> PROBLEM TO WORK ON
Swap each "pond" for "lake" in the stretch of the listing from the line containing "Locate the water" through the line containing "<point>21,761</point>". Return only those lines, with nothing else changed.

[Image object location entries]
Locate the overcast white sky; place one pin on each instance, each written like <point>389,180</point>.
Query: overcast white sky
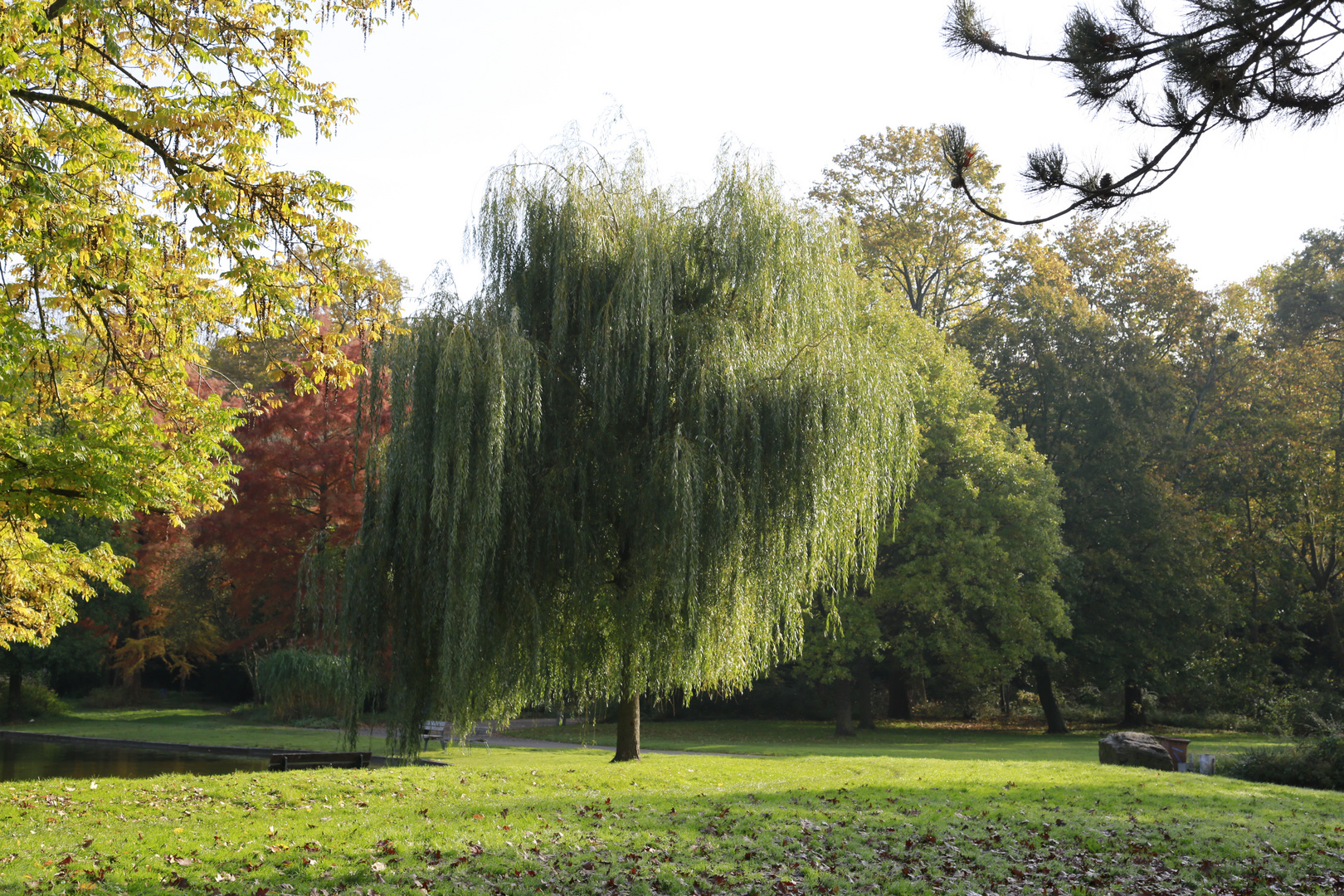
<point>448,95</point>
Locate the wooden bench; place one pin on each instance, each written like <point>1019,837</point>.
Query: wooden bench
<point>295,761</point>
<point>442,733</point>
<point>436,731</point>
<point>480,733</point>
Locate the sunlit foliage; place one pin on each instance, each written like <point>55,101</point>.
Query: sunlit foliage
<point>632,460</point>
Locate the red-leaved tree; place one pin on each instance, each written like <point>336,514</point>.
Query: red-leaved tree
<point>300,496</point>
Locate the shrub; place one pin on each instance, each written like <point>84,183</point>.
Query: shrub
<point>1315,762</point>
<point>41,700</point>
<point>299,683</point>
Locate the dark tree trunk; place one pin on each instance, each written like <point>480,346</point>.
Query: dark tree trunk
<point>863,681</point>
<point>845,709</point>
<point>15,692</point>
<point>898,696</point>
<point>1135,716</point>
<point>1046,691</point>
<point>1332,627</point>
<point>628,730</point>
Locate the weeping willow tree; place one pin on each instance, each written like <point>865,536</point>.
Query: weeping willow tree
<point>629,462</point>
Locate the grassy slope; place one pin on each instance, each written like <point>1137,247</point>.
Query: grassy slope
<point>514,821</point>
<point>890,739</point>
<point>192,726</point>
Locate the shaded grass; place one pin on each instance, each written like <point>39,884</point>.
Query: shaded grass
<point>516,821</point>
<point>941,740</point>
<point>187,724</point>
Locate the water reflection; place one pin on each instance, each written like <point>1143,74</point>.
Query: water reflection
<point>22,761</point>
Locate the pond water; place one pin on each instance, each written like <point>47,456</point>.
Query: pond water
<point>21,761</point>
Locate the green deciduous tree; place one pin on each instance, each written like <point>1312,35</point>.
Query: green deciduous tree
<point>631,462</point>
<point>967,583</point>
<point>1085,347</point>
<point>139,217</point>
<point>964,589</point>
<point>919,238</point>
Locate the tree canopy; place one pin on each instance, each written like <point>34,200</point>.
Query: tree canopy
<point>919,238</point>
<point>140,218</point>
<point>631,461</point>
<point>1230,65</point>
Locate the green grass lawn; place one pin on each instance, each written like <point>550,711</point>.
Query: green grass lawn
<point>190,724</point>
<point>906,809</point>
<point>518,821</point>
<point>890,739</point>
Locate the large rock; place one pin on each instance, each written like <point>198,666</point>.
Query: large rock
<point>1135,748</point>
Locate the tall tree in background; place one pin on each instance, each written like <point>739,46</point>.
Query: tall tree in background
<point>1229,65</point>
<point>964,589</point>
<point>919,238</point>
<point>1083,347</point>
<point>632,461</point>
<point>965,585</point>
<point>1309,377</point>
<point>140,212</point>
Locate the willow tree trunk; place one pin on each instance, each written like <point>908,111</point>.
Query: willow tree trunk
<point>863,681</point>
<point>898,696</point>
<point>845,709</point>
<point>1135,705</point>
<point>15,692</point>
<point>628,728</point>
<point>1046,691</point>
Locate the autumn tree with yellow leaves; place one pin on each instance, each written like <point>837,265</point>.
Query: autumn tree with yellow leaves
<point>141,223</point>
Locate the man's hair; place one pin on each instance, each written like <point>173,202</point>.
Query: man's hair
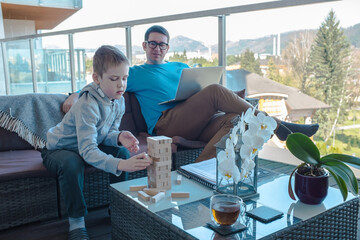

> FINAL RESULT
Locate the water reflection; place one pin on each instance, each written like <point>1143,74</point>.
Query: water reflection
<point>22,761</point>
Locate the lake water; place one pin on each instance, each written like <point>47,456</point>.
Query: lake water
<point>21,761</point>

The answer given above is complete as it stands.